* Information given
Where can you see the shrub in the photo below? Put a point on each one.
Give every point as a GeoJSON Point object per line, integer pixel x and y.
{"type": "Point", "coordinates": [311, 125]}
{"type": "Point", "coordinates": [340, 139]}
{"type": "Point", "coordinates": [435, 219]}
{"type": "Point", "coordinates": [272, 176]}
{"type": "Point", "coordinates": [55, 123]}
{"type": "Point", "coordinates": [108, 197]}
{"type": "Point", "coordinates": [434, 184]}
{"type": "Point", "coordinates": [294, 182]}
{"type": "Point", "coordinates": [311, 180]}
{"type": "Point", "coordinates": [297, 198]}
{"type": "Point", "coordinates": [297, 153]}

* Your objective
Reproduce the rows above with "shrub" replaced by "bush", keeping every other character as it is.

* Written answer
Where can you see the bush in the photo below? Put a point on each one.
Give every point as a GeoJSON Point object per line, integer pixel x and y.
{"type": "Point", "coordinates": [311, 125]}
{"type": "Point", "coordinates": [340, 139]}
{"type": "Point", "coordinates": [435, 219]}
{"type": "Point", "coordinates": [272, 176]}
{"type": "Point", "coordinates": [55, 123]}
{"type": "Point", "coordinates": [108, 197]}
{"type": "Point", "coordinates": [434, 184]}
{"type": "Point", "coordinates": [294, 182]}
{"type": "Point", "coordinates": [311, 180]}
{"type": "Point", "coordinates": [297, 198]}
{"type": "Point", "coordinates": [297, 153]}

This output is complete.